**WHAT THIS TASK INVOLVES**.
According to the news report on the British doctor Howard Martin, why could he face trial again despite being cleared in 2005? Explain in one to three sentences.

A British doctor who admitted shortening the lives of nearly 20 patients - including his own son - may yet face charges, British investigators said on Saturday.
Howard Martin, 75, was cleared in 2005 of murdering three patients with fatal doses of pain killer. But he has since had his license revoked and now a dramatic confession to a national newspaper has prompted police and prosecutors to consider reopening the case against him.
Martin, whose videotaped confession was carried Saturday by the Daily Telegraph newspaper, said he had no regrets, claiming he acted out of "Christian compassion" to end the suffering of pain-stricken patients.
"My conscience is clear, I don't have anything to fear," he said in an interview from his home. Describing his decision to end the life of his son, Paul, who was suffering from cancer before his death in May 1988, he said: "What more could I do for him other than make sure he had dignity?"
But Britain's General Medical Council differed; calling Martin's behavior "completely unacceptable" and saying that in some cases there was no proof the patients were suffering.
And while many of the 18 patients he injected had only days to live, at least one patient - 74-year-old Harry Gittins - could have recovered from esophageal cancer had Martin not administered 200 milligrams of diamorphine the day before he died. Martin then lied to the family, telling them that Gittins' cancer had spread, the council ruled.
Martin had been charged with murdering Gittins, along with fellow patients Frank Moss, 59, and 74-year-old Stanley Weldon, whose bodies were exhumed at separate cemeteries, but he was eventually acquitted.
On Saturday Gittins' son said he hoped the case against Martin would be reopened.
A 2005 reform to the English legal system means that the principle that prevents people being tried twice for the same crime, known as "double jeopardy," no longer applies.
Defendants may be tried twice for the same crime if "new and compelling" evidence is brought to bear.

(Entries taken from a collection)
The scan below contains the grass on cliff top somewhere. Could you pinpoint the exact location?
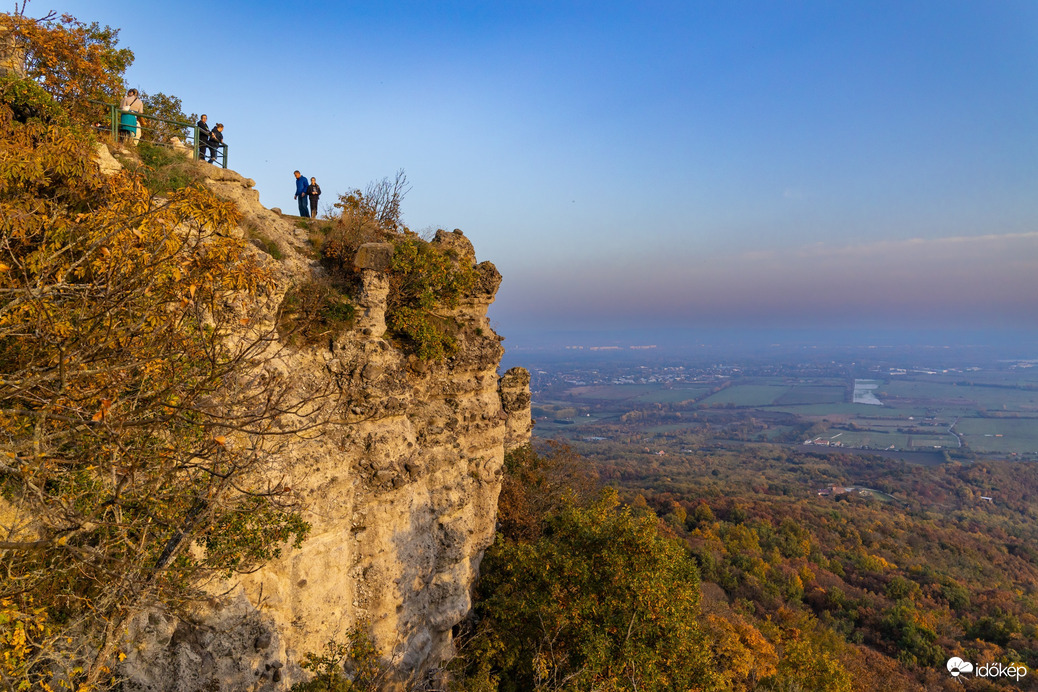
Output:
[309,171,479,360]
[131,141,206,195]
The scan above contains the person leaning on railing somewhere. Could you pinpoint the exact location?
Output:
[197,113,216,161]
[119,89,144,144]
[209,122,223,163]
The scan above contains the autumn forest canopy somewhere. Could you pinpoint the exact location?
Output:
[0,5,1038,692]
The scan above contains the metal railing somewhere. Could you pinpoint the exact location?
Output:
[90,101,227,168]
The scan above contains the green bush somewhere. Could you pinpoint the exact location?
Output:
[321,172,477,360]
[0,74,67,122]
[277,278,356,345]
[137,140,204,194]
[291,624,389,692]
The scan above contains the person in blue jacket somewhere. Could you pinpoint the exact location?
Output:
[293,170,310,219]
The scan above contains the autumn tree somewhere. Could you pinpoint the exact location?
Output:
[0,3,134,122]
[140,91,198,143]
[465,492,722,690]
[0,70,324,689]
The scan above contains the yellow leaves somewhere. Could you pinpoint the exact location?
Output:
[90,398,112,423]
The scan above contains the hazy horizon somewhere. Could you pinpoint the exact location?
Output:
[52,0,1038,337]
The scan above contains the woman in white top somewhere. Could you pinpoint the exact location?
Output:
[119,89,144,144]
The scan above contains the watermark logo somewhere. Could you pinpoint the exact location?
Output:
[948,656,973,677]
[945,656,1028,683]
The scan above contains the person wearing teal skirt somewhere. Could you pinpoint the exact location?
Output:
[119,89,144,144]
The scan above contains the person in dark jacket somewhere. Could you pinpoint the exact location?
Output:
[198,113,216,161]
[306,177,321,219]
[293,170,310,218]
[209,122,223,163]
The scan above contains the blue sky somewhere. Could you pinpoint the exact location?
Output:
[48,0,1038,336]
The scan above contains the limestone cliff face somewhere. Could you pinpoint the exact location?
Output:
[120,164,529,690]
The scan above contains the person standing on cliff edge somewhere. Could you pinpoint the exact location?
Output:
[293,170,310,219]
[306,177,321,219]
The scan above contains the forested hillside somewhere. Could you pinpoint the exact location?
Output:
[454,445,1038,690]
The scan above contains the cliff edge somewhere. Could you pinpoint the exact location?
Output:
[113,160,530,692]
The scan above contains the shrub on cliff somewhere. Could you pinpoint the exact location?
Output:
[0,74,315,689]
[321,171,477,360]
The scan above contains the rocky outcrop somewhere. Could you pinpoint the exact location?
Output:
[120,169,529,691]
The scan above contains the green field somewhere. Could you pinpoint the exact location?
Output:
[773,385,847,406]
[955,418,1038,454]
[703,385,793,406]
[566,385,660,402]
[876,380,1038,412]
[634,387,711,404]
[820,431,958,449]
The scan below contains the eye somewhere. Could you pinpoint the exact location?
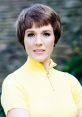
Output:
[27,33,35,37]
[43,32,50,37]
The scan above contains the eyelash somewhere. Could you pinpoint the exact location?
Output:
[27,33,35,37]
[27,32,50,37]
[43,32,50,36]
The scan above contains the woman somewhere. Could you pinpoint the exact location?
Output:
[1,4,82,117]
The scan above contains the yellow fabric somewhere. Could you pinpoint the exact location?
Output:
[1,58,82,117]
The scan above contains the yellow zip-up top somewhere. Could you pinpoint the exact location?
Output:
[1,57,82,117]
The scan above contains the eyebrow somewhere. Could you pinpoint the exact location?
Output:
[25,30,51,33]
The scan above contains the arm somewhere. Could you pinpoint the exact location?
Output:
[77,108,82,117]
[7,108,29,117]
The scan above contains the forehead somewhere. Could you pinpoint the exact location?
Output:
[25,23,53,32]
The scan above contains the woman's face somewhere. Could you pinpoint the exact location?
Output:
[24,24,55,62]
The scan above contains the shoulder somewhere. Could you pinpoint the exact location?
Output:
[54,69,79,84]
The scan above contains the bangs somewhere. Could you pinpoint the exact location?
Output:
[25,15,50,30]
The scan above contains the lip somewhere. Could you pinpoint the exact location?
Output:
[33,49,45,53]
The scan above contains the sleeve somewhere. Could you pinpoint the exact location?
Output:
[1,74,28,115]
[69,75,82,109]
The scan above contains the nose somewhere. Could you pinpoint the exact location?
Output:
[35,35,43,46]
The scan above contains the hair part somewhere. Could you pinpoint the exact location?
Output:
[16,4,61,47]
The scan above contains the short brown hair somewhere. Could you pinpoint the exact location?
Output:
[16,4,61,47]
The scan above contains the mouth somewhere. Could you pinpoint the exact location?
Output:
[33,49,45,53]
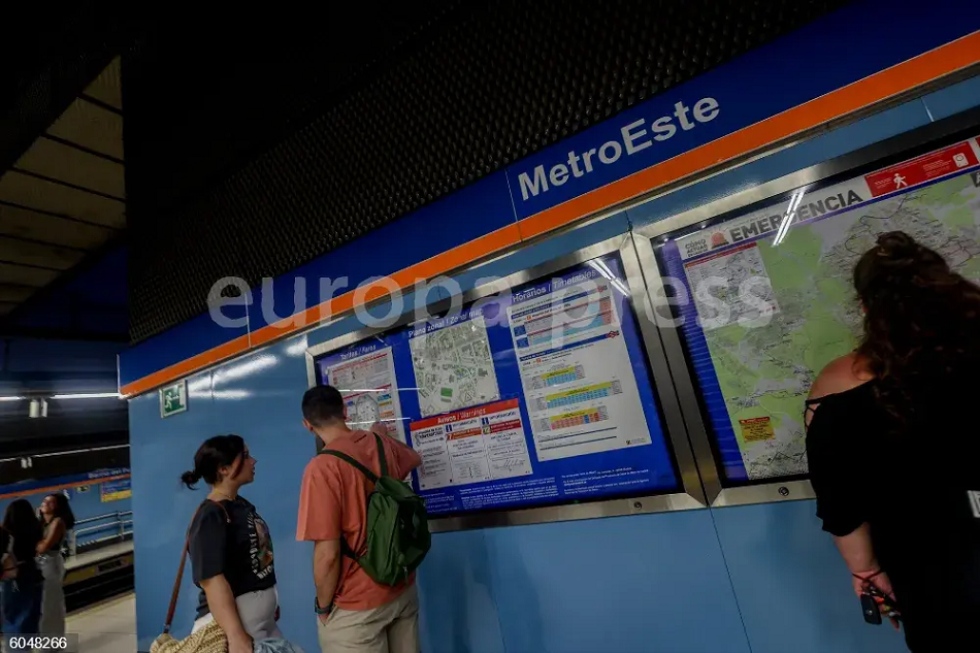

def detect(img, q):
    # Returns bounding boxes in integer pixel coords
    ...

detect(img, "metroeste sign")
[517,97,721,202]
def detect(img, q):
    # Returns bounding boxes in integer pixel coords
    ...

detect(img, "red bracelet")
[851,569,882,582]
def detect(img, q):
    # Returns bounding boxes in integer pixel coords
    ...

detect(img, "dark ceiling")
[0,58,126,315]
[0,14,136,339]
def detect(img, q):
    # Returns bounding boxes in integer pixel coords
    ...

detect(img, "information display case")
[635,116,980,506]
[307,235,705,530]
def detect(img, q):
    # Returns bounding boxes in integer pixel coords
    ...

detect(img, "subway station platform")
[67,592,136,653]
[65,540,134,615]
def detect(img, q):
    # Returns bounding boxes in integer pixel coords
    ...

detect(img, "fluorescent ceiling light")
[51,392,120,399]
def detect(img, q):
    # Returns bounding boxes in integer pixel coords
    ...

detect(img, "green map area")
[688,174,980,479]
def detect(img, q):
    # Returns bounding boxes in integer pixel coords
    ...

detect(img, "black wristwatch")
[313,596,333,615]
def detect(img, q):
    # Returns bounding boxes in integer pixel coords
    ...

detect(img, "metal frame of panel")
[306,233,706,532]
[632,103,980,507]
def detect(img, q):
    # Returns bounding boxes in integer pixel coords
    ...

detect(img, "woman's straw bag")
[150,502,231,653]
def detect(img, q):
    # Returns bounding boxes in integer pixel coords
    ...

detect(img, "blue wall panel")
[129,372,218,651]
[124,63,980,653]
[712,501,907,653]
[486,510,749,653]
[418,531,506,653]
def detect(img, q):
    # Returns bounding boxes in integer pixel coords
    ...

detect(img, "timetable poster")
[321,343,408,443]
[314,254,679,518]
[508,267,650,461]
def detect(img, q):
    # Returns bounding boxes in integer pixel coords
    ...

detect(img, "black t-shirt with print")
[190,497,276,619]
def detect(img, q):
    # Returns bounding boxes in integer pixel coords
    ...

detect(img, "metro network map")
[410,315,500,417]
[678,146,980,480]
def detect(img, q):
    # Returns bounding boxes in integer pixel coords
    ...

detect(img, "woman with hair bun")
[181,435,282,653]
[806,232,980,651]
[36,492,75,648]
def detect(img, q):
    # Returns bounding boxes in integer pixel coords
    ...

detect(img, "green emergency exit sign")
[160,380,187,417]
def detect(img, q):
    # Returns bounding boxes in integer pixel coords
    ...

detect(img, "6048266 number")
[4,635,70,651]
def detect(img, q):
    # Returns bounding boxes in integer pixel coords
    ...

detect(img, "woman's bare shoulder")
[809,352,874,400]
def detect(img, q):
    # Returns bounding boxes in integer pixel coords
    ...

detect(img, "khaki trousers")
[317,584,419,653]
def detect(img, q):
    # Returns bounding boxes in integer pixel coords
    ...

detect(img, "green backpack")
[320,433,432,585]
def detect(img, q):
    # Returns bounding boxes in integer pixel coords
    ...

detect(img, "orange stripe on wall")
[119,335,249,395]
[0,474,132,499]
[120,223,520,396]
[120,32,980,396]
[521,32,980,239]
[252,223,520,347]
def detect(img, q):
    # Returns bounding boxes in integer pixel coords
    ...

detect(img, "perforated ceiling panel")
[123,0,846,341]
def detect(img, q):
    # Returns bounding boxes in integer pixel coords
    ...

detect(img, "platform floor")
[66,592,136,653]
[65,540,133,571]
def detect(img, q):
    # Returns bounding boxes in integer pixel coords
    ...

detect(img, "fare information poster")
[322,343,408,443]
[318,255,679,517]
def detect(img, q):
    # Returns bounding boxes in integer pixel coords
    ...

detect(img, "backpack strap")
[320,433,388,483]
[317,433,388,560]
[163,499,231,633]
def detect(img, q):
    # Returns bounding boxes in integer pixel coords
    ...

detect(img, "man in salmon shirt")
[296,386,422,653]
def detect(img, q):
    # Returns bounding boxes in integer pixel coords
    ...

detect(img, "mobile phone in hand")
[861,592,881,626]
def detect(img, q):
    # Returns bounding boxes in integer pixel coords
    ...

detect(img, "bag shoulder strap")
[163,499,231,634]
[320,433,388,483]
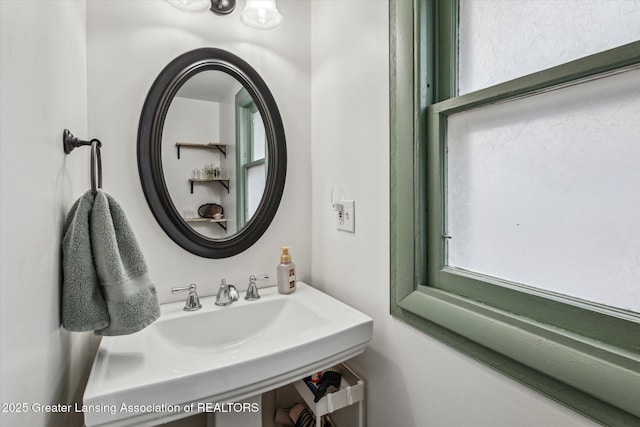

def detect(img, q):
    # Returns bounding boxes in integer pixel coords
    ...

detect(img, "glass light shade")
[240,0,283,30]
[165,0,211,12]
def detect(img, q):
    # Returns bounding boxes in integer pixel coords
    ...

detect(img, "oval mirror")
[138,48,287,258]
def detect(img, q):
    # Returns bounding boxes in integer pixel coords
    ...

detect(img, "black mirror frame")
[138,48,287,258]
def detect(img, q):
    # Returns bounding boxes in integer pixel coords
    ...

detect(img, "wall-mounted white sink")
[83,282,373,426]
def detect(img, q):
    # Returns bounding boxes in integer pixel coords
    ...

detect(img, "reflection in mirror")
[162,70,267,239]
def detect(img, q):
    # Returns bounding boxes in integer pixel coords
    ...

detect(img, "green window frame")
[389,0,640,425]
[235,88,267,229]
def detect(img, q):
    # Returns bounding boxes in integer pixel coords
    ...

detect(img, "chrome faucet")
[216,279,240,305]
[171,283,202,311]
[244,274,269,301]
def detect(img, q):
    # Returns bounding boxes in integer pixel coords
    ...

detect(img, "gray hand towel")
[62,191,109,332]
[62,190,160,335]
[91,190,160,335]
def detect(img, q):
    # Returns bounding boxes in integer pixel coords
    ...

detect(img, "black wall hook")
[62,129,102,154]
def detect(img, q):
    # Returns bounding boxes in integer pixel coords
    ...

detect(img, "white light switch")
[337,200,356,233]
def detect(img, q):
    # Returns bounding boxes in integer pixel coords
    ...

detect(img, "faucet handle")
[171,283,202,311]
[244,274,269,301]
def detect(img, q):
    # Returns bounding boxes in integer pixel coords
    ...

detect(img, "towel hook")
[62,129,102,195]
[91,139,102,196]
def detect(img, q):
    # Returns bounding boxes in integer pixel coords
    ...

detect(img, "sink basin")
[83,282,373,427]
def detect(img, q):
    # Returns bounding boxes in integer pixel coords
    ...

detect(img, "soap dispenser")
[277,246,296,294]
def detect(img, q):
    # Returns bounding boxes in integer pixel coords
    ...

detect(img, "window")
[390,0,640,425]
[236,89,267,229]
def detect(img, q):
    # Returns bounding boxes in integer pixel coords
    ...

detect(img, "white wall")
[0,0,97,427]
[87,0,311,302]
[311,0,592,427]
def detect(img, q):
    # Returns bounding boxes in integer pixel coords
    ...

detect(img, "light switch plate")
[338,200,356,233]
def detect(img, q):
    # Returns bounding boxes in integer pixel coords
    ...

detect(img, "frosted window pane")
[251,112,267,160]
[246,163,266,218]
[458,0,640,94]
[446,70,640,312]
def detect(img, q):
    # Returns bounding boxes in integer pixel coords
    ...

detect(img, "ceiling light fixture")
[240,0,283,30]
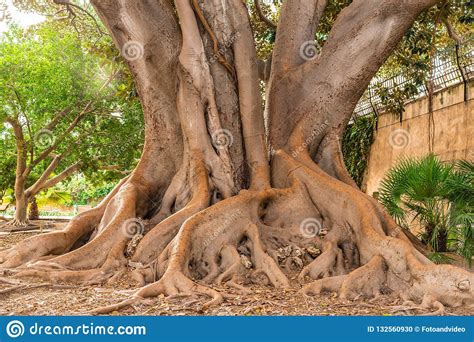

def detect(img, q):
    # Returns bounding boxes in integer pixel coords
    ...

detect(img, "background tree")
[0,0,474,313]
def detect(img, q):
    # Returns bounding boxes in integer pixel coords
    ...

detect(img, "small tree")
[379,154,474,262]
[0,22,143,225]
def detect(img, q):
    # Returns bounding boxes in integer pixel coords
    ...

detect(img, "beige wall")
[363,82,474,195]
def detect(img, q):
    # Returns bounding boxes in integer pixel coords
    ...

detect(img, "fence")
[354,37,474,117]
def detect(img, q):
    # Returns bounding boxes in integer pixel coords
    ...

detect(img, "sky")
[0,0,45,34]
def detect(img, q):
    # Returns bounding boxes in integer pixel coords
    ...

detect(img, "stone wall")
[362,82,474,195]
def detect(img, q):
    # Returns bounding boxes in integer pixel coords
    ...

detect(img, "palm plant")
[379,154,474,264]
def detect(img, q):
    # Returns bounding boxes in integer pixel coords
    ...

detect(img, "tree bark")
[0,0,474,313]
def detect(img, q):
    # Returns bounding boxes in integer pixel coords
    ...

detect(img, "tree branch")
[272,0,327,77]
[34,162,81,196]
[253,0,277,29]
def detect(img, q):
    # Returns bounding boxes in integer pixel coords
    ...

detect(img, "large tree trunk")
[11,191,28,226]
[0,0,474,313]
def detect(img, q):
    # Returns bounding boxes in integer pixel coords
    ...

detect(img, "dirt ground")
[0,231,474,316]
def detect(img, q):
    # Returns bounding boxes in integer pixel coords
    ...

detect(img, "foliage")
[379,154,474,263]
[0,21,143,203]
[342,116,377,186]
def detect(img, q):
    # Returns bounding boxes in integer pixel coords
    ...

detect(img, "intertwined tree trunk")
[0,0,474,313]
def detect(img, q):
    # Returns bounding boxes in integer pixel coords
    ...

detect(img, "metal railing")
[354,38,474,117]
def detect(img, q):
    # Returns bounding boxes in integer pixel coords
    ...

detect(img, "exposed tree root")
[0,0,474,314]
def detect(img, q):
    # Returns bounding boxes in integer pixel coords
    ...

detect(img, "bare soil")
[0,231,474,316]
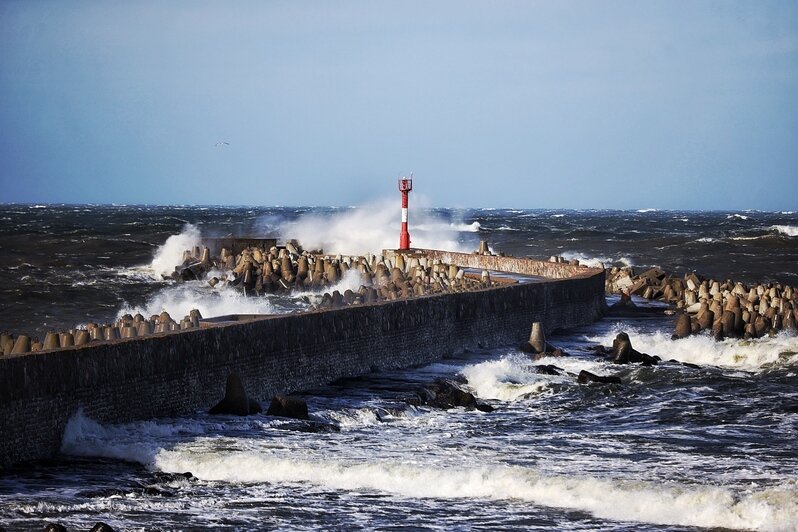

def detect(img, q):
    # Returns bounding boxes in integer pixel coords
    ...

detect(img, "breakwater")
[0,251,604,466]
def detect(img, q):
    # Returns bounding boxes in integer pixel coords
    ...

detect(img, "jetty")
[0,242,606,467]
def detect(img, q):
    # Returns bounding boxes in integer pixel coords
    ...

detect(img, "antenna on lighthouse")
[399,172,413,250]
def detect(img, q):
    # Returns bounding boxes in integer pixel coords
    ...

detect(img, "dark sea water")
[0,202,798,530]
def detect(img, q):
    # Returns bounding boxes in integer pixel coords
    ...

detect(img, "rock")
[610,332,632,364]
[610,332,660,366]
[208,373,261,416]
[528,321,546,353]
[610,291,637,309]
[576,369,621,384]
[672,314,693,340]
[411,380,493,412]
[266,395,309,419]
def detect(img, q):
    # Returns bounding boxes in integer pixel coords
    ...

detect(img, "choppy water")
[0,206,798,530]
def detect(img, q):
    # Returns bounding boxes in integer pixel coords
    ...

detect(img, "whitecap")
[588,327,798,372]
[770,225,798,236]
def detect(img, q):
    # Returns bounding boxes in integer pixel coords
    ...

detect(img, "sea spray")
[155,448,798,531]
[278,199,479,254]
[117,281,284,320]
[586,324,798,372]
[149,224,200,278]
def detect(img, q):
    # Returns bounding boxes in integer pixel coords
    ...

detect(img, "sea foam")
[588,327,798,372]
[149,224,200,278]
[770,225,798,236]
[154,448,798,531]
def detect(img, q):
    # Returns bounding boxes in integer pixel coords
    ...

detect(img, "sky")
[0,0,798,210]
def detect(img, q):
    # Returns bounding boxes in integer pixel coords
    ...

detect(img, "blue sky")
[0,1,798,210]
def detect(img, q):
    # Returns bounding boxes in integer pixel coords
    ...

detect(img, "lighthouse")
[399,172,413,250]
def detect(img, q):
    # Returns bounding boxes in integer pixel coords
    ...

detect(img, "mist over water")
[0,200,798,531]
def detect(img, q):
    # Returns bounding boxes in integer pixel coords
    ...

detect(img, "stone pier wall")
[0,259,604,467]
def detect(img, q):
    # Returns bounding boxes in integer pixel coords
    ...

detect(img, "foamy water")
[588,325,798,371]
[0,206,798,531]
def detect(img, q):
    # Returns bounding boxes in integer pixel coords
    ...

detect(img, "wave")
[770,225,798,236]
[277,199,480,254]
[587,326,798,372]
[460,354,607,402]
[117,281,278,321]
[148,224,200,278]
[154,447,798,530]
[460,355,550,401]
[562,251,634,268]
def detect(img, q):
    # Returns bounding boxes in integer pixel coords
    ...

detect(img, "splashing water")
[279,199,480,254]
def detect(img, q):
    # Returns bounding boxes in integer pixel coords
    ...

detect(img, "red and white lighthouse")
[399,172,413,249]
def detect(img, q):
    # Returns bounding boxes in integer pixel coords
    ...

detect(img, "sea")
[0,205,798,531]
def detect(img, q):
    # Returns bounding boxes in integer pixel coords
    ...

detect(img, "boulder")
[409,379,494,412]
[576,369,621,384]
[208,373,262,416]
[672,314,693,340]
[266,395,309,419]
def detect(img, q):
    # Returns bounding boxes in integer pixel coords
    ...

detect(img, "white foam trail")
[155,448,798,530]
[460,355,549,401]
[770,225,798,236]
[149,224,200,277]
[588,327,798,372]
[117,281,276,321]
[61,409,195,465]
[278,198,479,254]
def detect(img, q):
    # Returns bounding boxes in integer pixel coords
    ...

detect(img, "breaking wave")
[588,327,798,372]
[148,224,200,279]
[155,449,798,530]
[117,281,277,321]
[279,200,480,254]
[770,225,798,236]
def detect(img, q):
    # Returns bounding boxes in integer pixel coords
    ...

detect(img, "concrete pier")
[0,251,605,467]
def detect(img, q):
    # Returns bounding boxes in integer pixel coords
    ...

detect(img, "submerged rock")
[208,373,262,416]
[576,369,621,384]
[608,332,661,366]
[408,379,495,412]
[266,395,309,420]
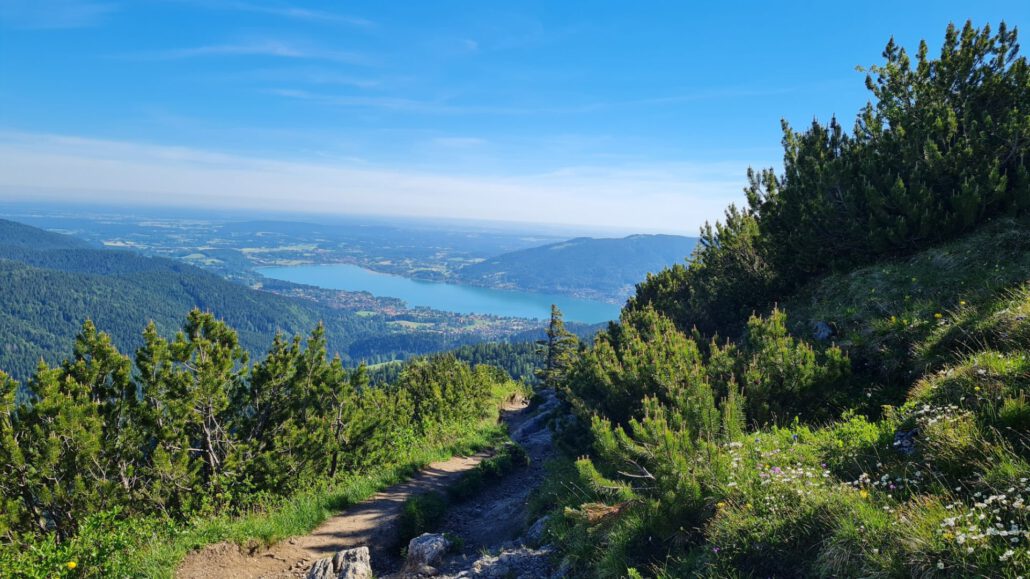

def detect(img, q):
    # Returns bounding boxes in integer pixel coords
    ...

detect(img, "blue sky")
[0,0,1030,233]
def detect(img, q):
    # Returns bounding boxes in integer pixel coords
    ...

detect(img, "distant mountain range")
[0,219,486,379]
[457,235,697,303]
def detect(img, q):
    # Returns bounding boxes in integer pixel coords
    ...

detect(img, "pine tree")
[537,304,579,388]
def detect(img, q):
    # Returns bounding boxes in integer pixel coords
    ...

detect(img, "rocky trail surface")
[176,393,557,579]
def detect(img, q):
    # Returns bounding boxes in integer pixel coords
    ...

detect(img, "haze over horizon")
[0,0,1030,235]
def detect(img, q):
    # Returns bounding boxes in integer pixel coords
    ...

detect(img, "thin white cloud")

**OUTPUT BELOW**.
A 2005 reform to the English legal system means the "double jeopardy" principle, which prevents people being tried twice for the same crime, no longer applies. Defendants may now be retried if "new and compelling" evidence is brought to bear. Martin's videotaped confession to the Daily Telegraph has prompted police and prosecutors to consider reopening the case.